O QUE SE PEDE: Extraia do texto sobre a CPI da Covid, sem nenhuma alteração, o trecho que vai de "Era para ser" até "e protocolos assumidos.".

TEXTO FORNECIDO:
O dia em que a CPI chegou ao laboratório do Dr. Mengele

O dia em que a CPI chegou ao laboratório do Dr. Mengele
(Foto: Edilson Rodrigues/AE)

 

 

Era para ser um plano de saúde especializado no atendimento a idosos, mas um dossiê feito por ex-médicos que atenderam em hospitais da organização, além de um conjunto de depoimentos dados à CPI da Covid, revelou o que até aqui é o mais macabro episódio do já medonho método com que o bolsonarismo lidou com a pandemia de coronavírus no país. Sim, o bolsonarismo que se senta no comando do país e que, como vemos, se esparrama por algumas instituições da sociedade, muitas da área da saúde.

O fato de ser um serviço especializado em idosos, quer dizer, pessoas vulneráveis, só agrava a nossa percepção de que algo muito infame foi perpetrado contra nossos pais e avós, tendo como motivação exclusiva razões de natureza política. De fato, não se consegue identificar quaisquer razões de ordem médica ou científica que justifiquem as decisões, atitudes e protocolos assumidos.

Levantou-se a tampa do bueiro e se descobriu tudo o que convicções políticas baseadas em adesão dogmática e sectária – na certeza de que haveria impunidade como recompensa pela cooperação prestada ao governo e ao movimento, além da mais absoluta ausência de escrúpulos – é capaz de fazer com as vidas que lhes foram confiadas. Encontraram-se testemunhos de grotescos experimentos com vidas humanas, de fraude científica deliberada, de supervisão centralizada e controlada com punhos de ferro pelas autoridades administrativas da instituição, de códigos de obediência e lealdade autocráticos, da alteração de registros de causa mortis por motivação política, de hinos e liturgias típicas de militarização nazista da prática médica. O horror!

Por fim, foram se mostrando os fios que conectavam o tenebroso experimento com vidas humanas e o famigerado “gabinete paralelo”, a formação “paragovernamental” que tem se revelado a base das decisões e ações que sustentaram, durante a pandemia, a política pública do “negue e deixe morrer”, a única adotada pelo governo Bolsonaro. Segundo depoimentos e declarações, médicos foram orientados a modificar prontuários ou a obedecer cegamente a prescrições administrativas em função exclusiva das necessidades de propaganda do gabinete. Enquanto, por outro lado, um estudo fraudado serviu por meses como argumento de autoridade para declarações e posicionamentos públicos das mais altas autoridades bolsonaristas, inclusive do presidente da República.

OS DADOS:
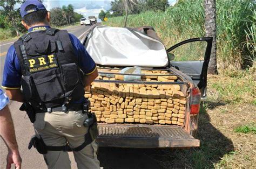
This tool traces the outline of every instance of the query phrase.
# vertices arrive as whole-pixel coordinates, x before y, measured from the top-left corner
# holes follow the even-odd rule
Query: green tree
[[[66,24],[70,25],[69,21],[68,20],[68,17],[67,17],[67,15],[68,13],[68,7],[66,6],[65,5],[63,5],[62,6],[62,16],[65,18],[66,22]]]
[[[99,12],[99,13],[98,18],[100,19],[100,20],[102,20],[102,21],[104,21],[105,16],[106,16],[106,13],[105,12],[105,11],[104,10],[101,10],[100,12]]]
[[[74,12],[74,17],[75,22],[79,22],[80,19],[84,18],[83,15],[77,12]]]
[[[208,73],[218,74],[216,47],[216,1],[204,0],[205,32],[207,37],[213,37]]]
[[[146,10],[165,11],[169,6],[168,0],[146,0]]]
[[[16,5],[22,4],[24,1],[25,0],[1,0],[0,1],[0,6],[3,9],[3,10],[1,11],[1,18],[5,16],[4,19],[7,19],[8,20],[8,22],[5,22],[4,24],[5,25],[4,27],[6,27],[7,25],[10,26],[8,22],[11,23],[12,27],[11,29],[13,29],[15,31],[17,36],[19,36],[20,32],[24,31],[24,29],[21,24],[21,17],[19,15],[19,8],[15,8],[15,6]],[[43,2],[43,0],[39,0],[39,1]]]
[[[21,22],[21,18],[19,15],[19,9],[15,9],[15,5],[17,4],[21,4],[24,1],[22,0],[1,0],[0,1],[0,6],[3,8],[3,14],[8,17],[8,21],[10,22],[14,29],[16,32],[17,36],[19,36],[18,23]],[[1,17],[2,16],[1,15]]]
* * *
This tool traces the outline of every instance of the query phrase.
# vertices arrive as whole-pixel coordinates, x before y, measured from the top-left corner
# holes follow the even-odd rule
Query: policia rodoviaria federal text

RESULTADO DO EXERCÍCIO:
Era para ser um plano de saúde especializado no atendimento a idosos, mas um dossiê feito por ex-médicos que atenderam em hospitais da organização, além de um conjunto de depoimentos dados à CPI da Covid, revelou o que até aqui é o mais macabro episódio do já medonho método com que o bolsonarismo lidou com a pandemia de coronavírus no país. Sim, o bolsonarismo que se senta no comando do país e que, como vemos, se esparrama por algumas instituições da sociedade, muitas da área da saúde.

O fato de ser um serviço especializado em idosos, quer dizer, pessoas vulneráveis, só agrava a nossa percepção de que algo muito infame foi perpetrado contra nossos pais e avós, tendo como motivação exclusiva razões de natureza política. De fato, não se consegue identificar quaisquer razões de ordem médica ou científica que justifiquem as decisões, atitudes e protocolos assumidos.